• **Document extract**:
START
# Some questions for REVO owners



## deano199 (Nov 2, 2008)

Im lookin at buying one and would like to know a few things first, i dunno how many questions ill come up with but ill just make a list of em' eh?

1) Can you put a standard kayak seat in em, or do you have to use the Hobie one?
2) Is a sailing rudder nessacary? Why/why not?
3) Are turbo fins worth the extra coin? and do they make you feel like you on a pushy thats always in top gear? 
4) Which do you preffer standard or turbo? why/why not?
5) Is it possible to store rods in the hull? Say something around 7Foot long.

And last but not least which colours are preffered?

Alrite that probably wont be the last but thats it for now, thanks in advance to anyone that answers.


----------



## Brownie (Aug 15, 2007)

My thoughts and perceptions

1) Probably can put a standard kayak seat in em, but I have never tried as I use the Hobie one with an i-comfort base as an extra (kept the original seat pad attached as well) and no numb bum after hours in the seat.

2) I have found the sailing rudder was one of the most noticeable upgrades to performance that I did, and would recommend it as it sailing rudder really helps the tracking of the revo enormously. (like maybe they would be better coming out standard with a sailing rudder) With the currents and large tide movement around Mackay Qld it has made pedaling so much easier.

3) Never used the turbo fins and have stuck with ST Fins since day one and find them more than adequate. I have heard that Turbo fins can place extra unwanted stress on the hull for a little speed gain. Also Turbo fins mean longer masts which means more issues in the shallower waters.

4) See 3) above

5) Never done it, but would presume that it would be an interesting experiment getting them out as using the big hatch at the front would mean that all your body weight would be up front when removing them,and the rear hatch would have the same issue as well as the fact that I have a crate to contend with as well.

Colours - I have Safety Orange ....... for the safety factor
I go out in the open blue regularly and other places where the tinny and speed boat fraternity also play and I want to be seen before I am hit.

Hope this is a help


----------



## Scott (Aug 29, 2005)
END
Detection examples:
START
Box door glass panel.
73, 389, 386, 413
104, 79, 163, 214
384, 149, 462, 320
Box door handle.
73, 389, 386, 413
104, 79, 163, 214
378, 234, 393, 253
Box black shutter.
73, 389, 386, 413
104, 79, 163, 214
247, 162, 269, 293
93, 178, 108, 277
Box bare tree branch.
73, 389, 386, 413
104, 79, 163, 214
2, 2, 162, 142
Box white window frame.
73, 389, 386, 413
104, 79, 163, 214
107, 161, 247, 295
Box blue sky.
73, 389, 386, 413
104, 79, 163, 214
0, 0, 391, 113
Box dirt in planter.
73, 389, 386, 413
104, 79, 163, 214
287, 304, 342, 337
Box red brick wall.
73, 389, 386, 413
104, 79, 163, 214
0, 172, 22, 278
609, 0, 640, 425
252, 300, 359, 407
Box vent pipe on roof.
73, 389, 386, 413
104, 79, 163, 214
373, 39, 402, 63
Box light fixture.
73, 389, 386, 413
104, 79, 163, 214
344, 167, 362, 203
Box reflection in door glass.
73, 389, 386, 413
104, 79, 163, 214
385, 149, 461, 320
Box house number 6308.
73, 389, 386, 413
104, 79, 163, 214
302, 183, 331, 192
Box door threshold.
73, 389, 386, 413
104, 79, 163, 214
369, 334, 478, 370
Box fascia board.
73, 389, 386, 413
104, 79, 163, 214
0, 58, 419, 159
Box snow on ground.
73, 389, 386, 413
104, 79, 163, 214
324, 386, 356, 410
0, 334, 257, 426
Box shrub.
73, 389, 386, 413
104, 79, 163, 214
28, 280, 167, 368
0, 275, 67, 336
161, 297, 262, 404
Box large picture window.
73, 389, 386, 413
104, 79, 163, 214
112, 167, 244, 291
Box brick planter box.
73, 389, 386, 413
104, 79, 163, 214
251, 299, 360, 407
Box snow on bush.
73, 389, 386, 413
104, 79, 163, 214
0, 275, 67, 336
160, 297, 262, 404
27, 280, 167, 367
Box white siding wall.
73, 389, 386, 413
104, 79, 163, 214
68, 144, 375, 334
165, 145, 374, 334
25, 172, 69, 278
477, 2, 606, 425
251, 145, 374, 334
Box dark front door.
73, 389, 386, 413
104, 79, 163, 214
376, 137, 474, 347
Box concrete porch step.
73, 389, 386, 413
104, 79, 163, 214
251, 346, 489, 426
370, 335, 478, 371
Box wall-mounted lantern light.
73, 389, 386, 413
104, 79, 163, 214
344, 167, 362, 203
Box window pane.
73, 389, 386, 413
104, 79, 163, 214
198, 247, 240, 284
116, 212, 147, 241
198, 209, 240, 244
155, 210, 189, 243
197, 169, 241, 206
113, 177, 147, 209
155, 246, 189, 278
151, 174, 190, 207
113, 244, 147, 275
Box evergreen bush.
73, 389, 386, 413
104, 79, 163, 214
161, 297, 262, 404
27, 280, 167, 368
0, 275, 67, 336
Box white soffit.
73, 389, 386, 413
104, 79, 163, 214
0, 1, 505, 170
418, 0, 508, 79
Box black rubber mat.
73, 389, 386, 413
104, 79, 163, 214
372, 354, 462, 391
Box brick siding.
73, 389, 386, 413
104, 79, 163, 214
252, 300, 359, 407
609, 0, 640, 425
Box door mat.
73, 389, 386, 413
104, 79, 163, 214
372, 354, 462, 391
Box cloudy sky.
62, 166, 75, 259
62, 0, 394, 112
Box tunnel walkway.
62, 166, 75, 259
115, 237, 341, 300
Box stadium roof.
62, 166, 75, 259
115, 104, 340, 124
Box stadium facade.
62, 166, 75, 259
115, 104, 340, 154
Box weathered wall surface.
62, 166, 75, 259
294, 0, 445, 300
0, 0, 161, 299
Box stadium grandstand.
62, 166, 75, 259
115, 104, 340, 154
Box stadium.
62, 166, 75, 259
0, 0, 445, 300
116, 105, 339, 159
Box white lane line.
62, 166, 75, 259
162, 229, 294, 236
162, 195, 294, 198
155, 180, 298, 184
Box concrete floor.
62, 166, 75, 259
END
• **Set of tasks**:
- a) Retype the part of the Revo kayak thread between "My thoughts and" and "so much easier.", inclusive.
- b) Check each statement against Brownie's reply in the Revo kayak thread: (i) Brownie uses ST Fins rather than turbo fins; (ii) Brownie has stored rods of about 7 feet in the hull; (iii) Brownie's kayak is Safety Orange. Answer yes or no for each, quoting the words that decide it.

• **Full solutions**:
- a)
My thoughts and perceptions

1) Probably can put a standard kayak seat in em, but I have never tried as I use the Hobie one with an i-comfort base as an extra (kept the original seat pad attached as well) and no numb bum after hours in the seat.

2) I have found the sailing rudder was one of the most noticeable upgrades to performance that I did, and would recommend it as it sailing rudder really helps the tracking of the revo enormously. (like maybe they would be better coming out standard with a sailing rudder) With the currents and large tide movement around Mackay Qld it has made pedaling so much easier.

- b)
(i) Yes: "Never used the turbo fins and have stuck with ST Fins since day one"
(ii) No: "Never done it"
(iii) Yes: "I have Safety Orange"